* Start DATA FOR PROCESSING *

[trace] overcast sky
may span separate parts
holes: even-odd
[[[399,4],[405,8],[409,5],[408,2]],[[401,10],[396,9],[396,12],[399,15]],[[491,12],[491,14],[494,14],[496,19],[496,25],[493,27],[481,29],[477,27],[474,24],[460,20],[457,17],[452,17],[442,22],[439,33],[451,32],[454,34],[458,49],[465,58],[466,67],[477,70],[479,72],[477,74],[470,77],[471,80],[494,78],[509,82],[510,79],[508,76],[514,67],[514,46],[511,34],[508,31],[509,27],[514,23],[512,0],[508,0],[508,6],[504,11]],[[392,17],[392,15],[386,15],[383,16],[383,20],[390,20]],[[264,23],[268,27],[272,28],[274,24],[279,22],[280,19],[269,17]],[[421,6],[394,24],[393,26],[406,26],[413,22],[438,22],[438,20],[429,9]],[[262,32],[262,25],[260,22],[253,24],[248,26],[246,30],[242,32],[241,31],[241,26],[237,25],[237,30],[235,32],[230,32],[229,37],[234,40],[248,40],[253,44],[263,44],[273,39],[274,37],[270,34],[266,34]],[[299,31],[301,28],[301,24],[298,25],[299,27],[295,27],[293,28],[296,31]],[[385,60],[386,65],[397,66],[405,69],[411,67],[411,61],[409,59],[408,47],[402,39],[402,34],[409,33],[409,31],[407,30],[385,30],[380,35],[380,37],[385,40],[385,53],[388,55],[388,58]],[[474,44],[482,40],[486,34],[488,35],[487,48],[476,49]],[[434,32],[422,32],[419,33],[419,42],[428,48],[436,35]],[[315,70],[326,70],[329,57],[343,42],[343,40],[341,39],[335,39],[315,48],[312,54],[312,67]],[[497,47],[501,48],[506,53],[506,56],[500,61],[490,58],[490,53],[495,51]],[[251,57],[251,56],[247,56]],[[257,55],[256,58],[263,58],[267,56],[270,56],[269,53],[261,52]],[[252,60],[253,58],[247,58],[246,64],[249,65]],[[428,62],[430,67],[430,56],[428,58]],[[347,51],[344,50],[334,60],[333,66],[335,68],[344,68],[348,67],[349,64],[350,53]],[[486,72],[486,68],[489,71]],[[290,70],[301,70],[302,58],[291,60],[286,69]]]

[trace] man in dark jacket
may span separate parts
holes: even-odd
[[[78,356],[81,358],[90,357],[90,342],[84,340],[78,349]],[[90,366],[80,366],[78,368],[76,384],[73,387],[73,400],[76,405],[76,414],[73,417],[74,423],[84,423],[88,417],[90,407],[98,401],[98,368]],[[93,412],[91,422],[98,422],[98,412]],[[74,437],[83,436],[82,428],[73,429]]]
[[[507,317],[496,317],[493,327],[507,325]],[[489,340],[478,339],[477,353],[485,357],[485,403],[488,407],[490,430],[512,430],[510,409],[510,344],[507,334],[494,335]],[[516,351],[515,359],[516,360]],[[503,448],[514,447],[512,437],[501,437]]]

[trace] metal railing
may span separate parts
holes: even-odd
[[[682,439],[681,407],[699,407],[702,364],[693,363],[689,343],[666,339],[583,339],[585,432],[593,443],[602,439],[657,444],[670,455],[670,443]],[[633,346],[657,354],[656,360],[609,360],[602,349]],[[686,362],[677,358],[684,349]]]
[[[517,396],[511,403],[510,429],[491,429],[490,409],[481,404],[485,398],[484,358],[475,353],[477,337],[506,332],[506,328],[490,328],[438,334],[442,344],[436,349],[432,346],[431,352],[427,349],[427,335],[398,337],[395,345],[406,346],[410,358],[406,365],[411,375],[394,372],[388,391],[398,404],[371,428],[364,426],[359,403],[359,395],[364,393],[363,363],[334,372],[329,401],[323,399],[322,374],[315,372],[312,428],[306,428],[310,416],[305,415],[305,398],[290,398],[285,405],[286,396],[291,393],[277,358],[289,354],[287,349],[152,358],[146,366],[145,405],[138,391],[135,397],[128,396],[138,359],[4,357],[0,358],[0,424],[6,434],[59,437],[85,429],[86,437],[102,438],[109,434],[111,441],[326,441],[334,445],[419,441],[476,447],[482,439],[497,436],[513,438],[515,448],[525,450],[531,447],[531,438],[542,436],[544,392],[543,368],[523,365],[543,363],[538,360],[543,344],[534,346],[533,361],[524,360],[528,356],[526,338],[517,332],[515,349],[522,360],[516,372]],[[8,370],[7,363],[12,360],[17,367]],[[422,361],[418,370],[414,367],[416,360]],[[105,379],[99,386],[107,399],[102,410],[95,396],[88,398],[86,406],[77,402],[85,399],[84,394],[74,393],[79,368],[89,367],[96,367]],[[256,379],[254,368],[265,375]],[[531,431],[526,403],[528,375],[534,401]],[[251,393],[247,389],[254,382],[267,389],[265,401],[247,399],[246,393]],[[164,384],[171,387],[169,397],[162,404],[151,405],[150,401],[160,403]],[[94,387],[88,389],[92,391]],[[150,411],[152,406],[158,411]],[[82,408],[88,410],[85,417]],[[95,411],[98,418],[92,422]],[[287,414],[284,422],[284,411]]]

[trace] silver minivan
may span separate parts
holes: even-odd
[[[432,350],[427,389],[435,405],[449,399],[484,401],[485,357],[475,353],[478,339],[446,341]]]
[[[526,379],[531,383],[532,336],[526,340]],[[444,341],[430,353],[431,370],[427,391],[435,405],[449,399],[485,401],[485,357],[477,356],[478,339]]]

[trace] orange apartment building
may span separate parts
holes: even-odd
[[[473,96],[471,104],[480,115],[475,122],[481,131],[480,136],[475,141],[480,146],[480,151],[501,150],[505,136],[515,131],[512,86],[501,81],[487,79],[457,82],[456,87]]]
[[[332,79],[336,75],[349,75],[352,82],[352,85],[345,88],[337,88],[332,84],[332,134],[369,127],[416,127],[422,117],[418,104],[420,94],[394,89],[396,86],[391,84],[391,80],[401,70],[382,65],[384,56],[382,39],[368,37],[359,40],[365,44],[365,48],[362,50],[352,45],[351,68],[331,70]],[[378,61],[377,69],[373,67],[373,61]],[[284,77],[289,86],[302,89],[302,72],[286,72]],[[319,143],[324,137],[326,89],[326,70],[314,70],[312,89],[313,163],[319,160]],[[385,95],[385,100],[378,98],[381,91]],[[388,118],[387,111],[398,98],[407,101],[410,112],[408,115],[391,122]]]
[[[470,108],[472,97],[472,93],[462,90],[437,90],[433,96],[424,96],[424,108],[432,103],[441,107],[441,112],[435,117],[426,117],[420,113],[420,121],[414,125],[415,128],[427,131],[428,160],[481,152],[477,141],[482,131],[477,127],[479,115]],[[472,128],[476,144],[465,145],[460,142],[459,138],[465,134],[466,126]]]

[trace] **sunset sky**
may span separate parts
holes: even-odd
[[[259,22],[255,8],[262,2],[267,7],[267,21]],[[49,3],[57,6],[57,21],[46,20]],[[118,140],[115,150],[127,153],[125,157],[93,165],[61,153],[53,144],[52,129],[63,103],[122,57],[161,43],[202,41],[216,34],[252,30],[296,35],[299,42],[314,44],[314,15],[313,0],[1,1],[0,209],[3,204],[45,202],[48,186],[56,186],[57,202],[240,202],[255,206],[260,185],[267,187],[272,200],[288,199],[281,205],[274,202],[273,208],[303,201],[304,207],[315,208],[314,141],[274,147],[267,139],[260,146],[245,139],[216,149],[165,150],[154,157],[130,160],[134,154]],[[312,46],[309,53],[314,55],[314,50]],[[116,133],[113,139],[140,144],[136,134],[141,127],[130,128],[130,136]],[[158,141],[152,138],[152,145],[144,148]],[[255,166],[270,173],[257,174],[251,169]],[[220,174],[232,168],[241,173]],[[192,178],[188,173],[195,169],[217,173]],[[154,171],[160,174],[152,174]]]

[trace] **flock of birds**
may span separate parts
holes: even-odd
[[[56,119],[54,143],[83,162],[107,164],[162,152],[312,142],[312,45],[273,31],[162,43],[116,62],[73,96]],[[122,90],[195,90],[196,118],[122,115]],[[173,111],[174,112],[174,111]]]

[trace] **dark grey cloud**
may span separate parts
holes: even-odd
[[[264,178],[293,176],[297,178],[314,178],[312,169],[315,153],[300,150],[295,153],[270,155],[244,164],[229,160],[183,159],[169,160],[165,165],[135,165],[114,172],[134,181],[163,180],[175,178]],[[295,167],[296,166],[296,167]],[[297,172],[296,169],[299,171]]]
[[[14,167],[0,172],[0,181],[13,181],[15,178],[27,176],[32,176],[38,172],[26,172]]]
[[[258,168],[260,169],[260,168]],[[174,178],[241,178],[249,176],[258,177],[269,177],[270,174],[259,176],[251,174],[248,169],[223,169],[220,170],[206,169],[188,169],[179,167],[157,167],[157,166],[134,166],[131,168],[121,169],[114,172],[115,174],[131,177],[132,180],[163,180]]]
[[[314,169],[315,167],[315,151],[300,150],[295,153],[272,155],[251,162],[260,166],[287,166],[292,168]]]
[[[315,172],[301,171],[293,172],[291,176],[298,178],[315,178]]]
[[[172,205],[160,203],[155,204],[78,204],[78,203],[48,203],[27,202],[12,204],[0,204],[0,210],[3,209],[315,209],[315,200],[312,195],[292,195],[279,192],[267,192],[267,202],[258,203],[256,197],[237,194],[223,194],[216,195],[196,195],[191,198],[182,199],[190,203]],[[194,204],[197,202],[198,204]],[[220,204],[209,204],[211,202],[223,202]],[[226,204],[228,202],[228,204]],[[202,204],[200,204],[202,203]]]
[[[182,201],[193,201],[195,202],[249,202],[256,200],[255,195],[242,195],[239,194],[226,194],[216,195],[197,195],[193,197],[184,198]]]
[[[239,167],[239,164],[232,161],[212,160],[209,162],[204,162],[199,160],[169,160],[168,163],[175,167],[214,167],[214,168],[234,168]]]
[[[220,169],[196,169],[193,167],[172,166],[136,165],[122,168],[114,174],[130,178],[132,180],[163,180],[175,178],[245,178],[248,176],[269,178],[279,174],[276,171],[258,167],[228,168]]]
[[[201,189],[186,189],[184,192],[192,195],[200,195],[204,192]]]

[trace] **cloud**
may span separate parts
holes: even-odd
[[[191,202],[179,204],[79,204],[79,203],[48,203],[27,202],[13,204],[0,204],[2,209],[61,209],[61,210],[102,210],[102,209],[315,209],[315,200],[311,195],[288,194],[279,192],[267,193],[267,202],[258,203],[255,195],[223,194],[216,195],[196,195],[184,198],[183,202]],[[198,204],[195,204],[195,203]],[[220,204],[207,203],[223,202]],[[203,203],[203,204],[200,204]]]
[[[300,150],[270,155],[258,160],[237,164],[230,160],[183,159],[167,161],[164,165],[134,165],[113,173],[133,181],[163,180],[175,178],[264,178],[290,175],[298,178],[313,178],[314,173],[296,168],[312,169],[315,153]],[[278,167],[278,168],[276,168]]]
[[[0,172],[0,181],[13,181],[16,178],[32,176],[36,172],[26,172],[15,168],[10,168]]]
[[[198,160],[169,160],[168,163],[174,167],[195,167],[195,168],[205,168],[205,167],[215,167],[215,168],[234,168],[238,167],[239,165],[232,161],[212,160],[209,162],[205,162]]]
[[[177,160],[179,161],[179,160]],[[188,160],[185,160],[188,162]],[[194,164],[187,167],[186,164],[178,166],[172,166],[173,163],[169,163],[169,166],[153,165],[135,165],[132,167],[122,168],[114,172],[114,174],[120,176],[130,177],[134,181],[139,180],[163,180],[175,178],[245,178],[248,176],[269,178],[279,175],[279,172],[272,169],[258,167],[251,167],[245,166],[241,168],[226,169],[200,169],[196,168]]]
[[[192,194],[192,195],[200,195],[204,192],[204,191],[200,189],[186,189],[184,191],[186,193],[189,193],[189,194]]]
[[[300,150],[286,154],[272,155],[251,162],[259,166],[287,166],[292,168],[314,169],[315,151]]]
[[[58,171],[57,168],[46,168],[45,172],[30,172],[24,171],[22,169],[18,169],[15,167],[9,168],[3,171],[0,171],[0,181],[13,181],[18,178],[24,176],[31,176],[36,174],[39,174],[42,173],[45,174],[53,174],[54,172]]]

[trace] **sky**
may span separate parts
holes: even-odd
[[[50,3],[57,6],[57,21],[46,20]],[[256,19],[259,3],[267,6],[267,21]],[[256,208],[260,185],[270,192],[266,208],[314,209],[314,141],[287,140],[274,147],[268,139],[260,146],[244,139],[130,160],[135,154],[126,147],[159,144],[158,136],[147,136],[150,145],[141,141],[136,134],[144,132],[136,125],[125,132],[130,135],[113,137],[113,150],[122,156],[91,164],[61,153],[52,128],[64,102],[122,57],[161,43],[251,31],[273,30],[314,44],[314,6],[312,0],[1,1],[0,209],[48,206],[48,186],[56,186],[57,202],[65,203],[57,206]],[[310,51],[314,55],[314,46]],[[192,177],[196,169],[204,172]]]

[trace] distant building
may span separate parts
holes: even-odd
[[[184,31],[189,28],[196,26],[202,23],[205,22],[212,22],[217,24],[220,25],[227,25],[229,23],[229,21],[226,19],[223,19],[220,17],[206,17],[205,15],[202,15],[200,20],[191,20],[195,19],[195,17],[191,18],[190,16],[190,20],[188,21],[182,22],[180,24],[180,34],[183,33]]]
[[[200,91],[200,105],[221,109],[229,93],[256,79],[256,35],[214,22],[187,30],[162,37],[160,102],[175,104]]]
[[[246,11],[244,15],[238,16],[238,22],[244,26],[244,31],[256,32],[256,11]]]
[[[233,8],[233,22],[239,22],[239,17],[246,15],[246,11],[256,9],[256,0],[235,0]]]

* End DATA FOR PROCESSING *

# [SET PROBLEM]
Rewrite the stretch from the line containing "[trace] distant building" through the end of the items, changing "separate parts" to "disjoint pieces" and leaving everything else intact. Return only those lines.

# [SOLVED EXERCISE]
[trace] distant building
may span disjoint pieces
holes: even-odd
[[[184,31],[189,28],[196,26],[202,23],[205,22],[212,22],[217,24],[220,25],[227,25],[229,23],[229,21],[226,19],[223,19],[220,17],[206,17],[205,15],[202,15],[200,20],[191,20],[195,19],[195,17],[191,18],[190,16],[190,20],[188,21],[182,22],[180,24],[180,34],[183,33]]]
[[[200,91],[200,105],[221,109],[229,93],[256,79],[256,35],[214,22],[187,30],[162,37],[160,102],[175,104]]]
[[[246,11],[244,15],[238,16],[238,22],[244,26],[244,31],[256,32],[256,11]]]
[[[233,8],[233,22],[239,22],[239,17],[246,15],[246,11],[256,9],[256,0],[235,0]]]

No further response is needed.